---------- Materials provided

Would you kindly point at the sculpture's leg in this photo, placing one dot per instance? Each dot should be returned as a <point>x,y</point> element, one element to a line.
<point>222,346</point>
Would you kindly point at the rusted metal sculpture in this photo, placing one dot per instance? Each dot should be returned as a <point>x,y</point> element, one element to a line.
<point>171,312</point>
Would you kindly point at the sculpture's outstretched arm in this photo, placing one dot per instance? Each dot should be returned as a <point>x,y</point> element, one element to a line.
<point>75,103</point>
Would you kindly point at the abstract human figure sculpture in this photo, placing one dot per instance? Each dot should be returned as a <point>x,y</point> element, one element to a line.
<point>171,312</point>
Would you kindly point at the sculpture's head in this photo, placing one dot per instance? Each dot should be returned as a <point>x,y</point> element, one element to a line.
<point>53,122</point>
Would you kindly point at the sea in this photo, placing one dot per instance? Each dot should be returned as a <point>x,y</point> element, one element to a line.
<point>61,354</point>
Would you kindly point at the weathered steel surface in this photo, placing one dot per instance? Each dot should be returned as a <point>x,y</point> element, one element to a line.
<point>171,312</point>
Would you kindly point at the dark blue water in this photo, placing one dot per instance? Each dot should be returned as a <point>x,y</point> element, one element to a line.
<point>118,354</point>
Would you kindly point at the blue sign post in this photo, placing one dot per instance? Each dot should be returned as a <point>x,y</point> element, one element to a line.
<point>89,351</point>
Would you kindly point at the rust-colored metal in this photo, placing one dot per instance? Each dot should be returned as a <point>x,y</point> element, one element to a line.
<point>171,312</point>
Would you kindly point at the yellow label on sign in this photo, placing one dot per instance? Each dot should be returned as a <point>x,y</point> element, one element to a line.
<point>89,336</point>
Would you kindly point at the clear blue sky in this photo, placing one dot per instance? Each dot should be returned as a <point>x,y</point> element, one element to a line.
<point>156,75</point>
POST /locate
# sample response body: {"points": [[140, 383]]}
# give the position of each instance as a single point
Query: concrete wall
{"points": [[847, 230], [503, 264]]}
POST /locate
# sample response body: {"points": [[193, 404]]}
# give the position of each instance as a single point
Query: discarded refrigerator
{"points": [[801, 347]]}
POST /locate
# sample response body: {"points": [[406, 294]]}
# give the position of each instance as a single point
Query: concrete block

--------------------

> [What is required]: Retype, word for word, the lines of the listing above from the line with "Would you kindly point at the abstract" to the line with "<point>61,354</point>", including both of those lines.

> [Exercise solution]:
Would you kindly point at the abstract human figure sculpture in this photo, placing one dot per instance? Each dot should be returned as a <point>x,y</point> element, one element to a line.
<point>171,312</point>
Would you kindly point at the sculpture's head in this photo, placing one dot per instance? Each dot should be returned as a <point>x,y</point> element, one element to a line.
<point>53,122</point>
Would you kindly point at the sea in this photo, placing one dot per instance? Each dot should be returned as a <point>x,y</point> element, one element to a line.
<point>61,354</point>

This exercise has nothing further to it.